> [Assignment] In the entries below, find the line with "Spot every instance of the afs" and the line with "Target: grain silo". Return those two lines and all lines between them, exactly.

> [Image point grounding data]
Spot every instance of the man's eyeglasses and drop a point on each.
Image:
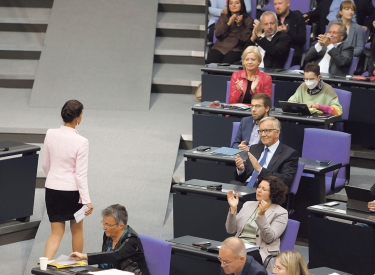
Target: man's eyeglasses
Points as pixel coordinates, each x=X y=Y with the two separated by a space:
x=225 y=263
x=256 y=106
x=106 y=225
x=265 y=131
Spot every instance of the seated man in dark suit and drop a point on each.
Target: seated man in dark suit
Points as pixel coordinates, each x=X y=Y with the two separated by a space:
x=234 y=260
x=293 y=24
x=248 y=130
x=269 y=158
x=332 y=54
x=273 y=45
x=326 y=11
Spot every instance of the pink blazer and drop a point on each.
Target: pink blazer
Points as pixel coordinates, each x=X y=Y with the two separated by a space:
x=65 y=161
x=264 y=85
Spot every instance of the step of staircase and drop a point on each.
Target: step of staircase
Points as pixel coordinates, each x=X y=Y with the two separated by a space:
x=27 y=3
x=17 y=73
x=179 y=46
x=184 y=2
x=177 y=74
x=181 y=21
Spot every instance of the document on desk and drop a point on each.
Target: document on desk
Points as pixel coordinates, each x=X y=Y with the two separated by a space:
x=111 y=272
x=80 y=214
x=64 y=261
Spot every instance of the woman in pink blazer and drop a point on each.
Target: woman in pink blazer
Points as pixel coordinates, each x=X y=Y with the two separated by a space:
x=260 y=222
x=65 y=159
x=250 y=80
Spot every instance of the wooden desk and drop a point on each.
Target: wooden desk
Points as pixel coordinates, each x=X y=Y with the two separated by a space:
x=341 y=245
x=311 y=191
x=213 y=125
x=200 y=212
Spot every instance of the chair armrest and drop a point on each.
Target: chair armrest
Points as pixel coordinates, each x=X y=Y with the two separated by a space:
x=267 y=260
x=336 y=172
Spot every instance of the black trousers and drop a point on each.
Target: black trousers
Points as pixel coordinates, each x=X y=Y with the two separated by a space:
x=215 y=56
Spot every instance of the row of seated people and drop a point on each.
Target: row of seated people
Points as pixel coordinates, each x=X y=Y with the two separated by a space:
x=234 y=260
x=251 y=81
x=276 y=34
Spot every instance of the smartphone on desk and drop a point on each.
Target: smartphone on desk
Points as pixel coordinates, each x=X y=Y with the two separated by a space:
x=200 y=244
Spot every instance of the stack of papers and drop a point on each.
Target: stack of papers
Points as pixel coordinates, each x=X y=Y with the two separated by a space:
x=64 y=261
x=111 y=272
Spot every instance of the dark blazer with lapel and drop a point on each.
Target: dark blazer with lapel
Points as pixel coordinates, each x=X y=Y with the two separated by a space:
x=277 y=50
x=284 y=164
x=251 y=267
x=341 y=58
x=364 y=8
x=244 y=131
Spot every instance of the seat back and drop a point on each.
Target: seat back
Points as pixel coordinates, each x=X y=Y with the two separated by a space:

...

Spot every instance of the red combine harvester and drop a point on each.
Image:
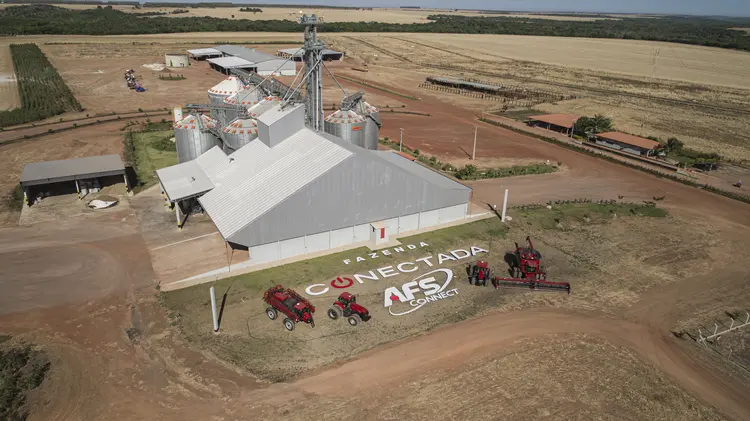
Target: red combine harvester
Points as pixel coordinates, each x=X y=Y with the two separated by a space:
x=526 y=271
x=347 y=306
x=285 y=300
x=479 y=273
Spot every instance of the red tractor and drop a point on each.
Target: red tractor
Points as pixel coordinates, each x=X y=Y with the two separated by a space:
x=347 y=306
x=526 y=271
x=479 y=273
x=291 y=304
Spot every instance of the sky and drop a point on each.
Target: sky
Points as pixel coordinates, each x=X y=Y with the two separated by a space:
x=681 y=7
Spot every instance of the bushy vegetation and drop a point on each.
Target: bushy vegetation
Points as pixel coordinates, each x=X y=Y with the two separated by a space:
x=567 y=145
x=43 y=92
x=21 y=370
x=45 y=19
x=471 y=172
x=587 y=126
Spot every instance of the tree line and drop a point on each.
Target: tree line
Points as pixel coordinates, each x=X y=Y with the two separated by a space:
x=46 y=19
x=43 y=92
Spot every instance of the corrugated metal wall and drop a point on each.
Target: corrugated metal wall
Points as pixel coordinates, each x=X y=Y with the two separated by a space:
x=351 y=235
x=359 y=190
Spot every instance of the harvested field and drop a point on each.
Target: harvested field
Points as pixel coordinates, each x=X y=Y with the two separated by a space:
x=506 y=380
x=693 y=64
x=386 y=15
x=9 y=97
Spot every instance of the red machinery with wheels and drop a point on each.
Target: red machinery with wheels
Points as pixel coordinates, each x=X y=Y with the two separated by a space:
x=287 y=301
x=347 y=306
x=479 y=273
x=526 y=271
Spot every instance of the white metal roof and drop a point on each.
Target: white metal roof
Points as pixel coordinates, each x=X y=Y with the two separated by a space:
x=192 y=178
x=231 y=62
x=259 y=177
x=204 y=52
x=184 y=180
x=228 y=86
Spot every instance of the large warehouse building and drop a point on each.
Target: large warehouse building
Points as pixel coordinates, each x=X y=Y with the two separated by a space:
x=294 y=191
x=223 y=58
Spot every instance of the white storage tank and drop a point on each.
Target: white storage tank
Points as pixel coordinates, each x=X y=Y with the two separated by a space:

--

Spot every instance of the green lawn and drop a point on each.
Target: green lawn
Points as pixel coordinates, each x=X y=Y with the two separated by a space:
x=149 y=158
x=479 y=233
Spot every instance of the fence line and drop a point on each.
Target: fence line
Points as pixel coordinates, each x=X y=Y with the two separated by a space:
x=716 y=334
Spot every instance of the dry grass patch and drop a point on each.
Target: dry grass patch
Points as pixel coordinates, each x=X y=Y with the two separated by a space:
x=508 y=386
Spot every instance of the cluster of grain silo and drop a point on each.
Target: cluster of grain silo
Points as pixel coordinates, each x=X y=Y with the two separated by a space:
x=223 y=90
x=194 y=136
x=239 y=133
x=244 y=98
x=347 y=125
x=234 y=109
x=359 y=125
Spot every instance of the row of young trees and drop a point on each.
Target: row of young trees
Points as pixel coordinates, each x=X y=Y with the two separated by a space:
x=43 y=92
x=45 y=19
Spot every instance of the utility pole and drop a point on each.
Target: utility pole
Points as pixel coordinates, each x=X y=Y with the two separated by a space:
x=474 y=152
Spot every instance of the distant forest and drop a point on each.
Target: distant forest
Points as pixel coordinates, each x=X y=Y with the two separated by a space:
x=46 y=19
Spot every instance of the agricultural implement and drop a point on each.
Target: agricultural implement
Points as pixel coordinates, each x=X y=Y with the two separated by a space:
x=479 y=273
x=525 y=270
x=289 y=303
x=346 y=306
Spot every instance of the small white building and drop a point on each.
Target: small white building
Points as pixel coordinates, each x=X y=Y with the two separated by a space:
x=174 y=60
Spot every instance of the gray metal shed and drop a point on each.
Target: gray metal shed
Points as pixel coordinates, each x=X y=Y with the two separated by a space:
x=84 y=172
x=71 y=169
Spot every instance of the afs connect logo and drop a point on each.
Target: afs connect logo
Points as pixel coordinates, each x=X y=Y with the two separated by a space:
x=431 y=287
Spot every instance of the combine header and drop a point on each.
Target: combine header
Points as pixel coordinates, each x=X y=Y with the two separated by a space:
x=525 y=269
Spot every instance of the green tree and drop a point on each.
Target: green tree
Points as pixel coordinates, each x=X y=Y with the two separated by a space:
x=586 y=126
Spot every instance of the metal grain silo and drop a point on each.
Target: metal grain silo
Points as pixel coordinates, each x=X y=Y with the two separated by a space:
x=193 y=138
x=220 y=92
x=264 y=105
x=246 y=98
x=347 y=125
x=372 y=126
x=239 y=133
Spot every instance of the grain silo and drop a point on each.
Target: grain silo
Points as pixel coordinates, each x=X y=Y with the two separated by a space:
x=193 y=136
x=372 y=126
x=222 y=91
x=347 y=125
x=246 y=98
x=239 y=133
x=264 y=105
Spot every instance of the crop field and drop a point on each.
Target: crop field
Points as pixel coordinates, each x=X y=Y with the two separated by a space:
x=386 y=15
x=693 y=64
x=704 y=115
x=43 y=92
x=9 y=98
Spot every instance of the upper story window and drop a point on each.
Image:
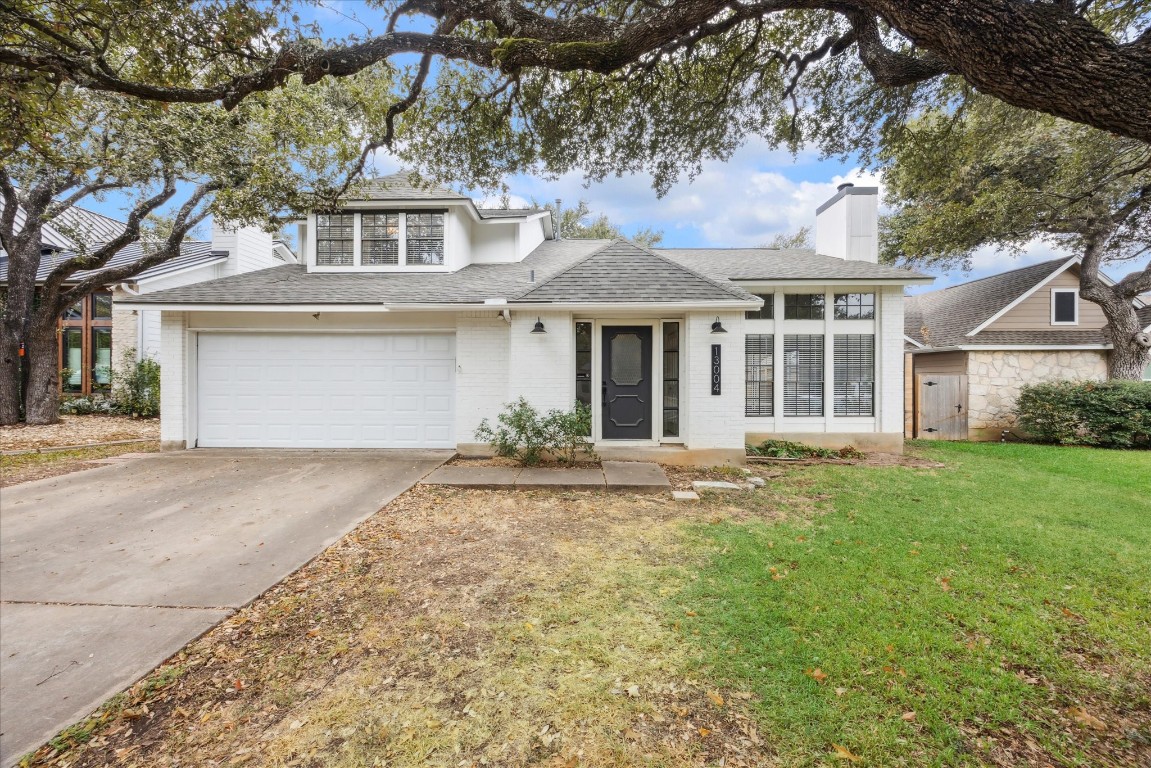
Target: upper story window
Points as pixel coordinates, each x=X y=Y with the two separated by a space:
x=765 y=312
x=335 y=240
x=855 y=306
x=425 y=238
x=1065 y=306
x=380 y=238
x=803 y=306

> [Final answer]
Spot every instance of the afs connect logo and drop a point on each.
Target: afs connect logo
Points as pixel coordinates, each x=X y=Y with the two separated by a space:
x=431 y=287
Spot every instance of the combine header and drop a point on each.
Target: combine header
Points as pixel coordinates, each x=X y=Y with the two separated by a space:
x=525 y=269
Spot every instance of the green tree and drop a point on each.
Target: green tree
Points as pixel coordinates, each x=X y=Y with the two separated by a space:
x=586 y=126
Spot every instance of the metal grain silo and drop a point on each.
Target: metal grain silo
Points as pixel coordinates, each x=X y=Y with the two separated by a space:
x=193 y=138
x=220 y=92
x=264 y=105
x=246 y=98
x=347 y=125
x=372 y=126
x=239 y=133
Spot every instance of the grain silo and drop a point on each.
Target: grain silo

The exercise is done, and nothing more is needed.